▶ PROVIDED PASSAGE

════════════════════

Actions in Struts1 have dependencies on the servlet API since the HttpServletRequest and HttpServletResponse objects are passed to the execute method when an Action is invoked but in case of Struts 2.0, Actions are not container dependent because they are made simple POJOs. In Struts 2.0, the servlet contexts are represented as simple Maps which allows actions to be tested in isolation. Struts 2.0 Actions can access the original request and response, if required. However, other architectural elements reduce or eliminate the need to access the HttpServetRequest or HttpServletResponse directly.

2.Action classes

Programming the abstract classes instead of interfaces is one of design issues of struts 1.0 framework that has been resolved in the Struts 2.0 framework. Struts 1.0 Action classes needs to extend framework dependent abstract base class. But in case of Struts 2.0 Action class may or may not implement interfaces to enable optional and custom services. In case of Struts 2.0 , Actions are not container dependent because they are made simple POJOs. Struts 2.0 provides a base ActionSupport class to implement commonly used interfaces. Albeit, the Action interface is not required. Any POJO object with an execute signature can be used as an Struts 2.0 Action object.

3.Validation

Struts 1.0 and Struts 2.0 both supports the manual validation via a validate method. Struts 1.0 uses validate method on the ActionForm, or validates through an extension to the Commons Validator. However, Struts 2.0 supports manual validation via the validate method and the XWork Validation framework. The Xwork Validation Framework supports chaining validation into sub-properties using the validations defined for the properties class type and the validation context.

4.Threading Model

In Struts1, Action resources must be thread-safe or synchronized. So Actions are singletons and thread-safe, there should only be one instance of a class to handle all requests for that Action. The singleton strategy places restrictions on what can be done with Struts 1.0 Actions and requires extra care to develop. However in case of Struts 2.0, Action objects are instantiated for each request, so there are no thread-safety issues. (In practice, servlet containers generate many throw-away objects per request, and one more object does not impose a performance penalty or impact garbage collection.)

════════════════════

▶ GIVEN TASK A
In the Struts 1 versus Struts 2 comparison, how does Struts 2.0 represent servlet contexts?
▶ GIVEN TASK B
Extend the Struts 1 versus Struts 2 comparison with the next part, picking up after its final sentence.

▶ LISTED ENTRIES
════════════════════

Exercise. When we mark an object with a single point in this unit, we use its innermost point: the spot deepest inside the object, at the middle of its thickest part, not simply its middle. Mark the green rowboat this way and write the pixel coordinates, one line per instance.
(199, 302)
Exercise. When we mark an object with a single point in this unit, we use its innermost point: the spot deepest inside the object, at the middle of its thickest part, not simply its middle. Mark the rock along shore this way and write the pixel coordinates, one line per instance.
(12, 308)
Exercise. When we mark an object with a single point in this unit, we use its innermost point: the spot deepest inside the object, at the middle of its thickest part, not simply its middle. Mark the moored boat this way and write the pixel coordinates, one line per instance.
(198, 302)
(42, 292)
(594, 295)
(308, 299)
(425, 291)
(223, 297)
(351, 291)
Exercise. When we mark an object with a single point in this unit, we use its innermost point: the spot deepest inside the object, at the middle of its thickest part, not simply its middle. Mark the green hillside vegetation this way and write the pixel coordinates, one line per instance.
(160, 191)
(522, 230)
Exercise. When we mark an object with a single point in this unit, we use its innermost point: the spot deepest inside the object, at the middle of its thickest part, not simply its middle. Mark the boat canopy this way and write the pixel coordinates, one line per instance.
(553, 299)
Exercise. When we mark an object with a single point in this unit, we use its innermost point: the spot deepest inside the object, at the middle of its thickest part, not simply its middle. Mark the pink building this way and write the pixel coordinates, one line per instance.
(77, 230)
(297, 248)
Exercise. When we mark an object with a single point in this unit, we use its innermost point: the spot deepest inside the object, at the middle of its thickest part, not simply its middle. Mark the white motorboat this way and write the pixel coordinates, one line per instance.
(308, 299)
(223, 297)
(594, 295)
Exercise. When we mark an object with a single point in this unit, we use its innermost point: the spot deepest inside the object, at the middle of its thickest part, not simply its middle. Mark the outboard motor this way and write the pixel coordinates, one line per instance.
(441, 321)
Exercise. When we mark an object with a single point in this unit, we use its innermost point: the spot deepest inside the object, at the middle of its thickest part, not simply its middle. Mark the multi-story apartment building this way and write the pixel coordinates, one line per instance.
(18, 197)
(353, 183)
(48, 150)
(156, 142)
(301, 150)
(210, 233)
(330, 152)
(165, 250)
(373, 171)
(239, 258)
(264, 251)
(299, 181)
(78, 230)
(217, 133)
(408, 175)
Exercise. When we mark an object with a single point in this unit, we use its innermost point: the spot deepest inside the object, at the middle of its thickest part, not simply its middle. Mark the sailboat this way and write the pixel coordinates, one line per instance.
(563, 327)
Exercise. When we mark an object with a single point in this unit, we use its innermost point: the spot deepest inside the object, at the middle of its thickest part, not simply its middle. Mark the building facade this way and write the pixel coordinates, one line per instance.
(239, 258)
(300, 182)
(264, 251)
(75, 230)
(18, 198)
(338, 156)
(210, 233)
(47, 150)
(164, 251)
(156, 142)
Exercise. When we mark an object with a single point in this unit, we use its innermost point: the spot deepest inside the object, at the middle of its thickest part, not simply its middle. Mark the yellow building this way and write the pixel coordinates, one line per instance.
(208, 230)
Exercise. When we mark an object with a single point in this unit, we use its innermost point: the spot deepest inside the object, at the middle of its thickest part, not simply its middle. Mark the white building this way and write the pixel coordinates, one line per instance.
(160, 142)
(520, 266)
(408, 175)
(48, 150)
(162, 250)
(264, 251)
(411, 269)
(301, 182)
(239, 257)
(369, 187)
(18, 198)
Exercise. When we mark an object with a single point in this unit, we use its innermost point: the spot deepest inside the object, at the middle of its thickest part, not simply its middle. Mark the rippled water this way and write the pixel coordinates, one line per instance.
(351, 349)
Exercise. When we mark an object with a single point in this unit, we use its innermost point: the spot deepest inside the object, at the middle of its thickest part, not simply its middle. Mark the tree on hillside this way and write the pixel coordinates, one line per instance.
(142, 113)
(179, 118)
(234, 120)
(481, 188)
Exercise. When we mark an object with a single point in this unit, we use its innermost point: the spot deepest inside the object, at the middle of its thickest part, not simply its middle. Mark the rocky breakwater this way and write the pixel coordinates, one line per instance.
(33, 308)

════════════════════

▶ WRITTEN RESPONSE A
As simple Maps.

▶ WRITTEN RESPONSE B
5.Testability

Testing Struts 1.0 applications are a bit complex. A major hurdle to test Struts 1.0 Actions is that the execute method because it exposes the Servlet API. A third-party extension, Struts TestCase, offers a set of mock object for Struts1. But the Struts 2.0 Actions can be tested by instantiating the Action, setting properties and invoking methods. Dependency Injection support also makes testing simpler. Actions in struts2 are simple POJOs and are framework independent, hence testability is quite easy in struts2.

6.Harvesting Input

Struts 1.0 uses an ActionForm object to capture input. And all ActionForms needs to extend a framework dependent base class. JavaBeans cannot be used as ActionForms, so the developers have to create redundant classes to capture input. However Struts 2.0 uses Action properties (as input properties independent of underlying framework) that eliminates the need for a second input object, hence reduces redundancy. Additionally in Struts 2.0, Action properties can be accessed from the web page via the taglibs. Struts 2.0 also supports the ActionForm pattern, as well as POJO form objects and POJO Actions. Even rich object types, including business or domain objects, can be used as input/output objects.

7.Expression Language

Struts 1.0 integrates with JSTL, so it uses the JSTL-EL. The struts1 EL has basic object graph traversal, but relatively weak collection and indexed property support. Struts 2.0 can also use JSTL, however it supports a more powerful and flexible expression language called "Object Graph Notation Language" (OGNL).

8.Binding values into views

In the view section, Struts1 uses the standard JSP mechanism to bind objects (processed from the model section) into the page context to access. However Struts 2.0 uses a "ValueStack" technology so that the taglibs can access values without coupling your view to the object type it is rendering. The ValueStack strategy allows the reuse of views across a range of types which may have the same property name but different property types.

9.Type Conversion

Usually, Struts 1.0 ActionForm properties are all Strings. Struts 1.0 uses Commons-Beanutils for type conversion. These type converters are per-class and not configurable per instance. However Struts 2.0 uses OGNL for type conversion. The framework includes converters for basic and common object types and primitives.

10.Control Of Action Execution

Struts 1.0 supports separate Request Processor (lifecycles) for each module, but all the Actions in a module must share the same lifecycle. However Struts 2.0 supports creating different lifecycles on a per Action basis via Interceptor Stacks. Custom stacks can be created and used with different Actions as needed.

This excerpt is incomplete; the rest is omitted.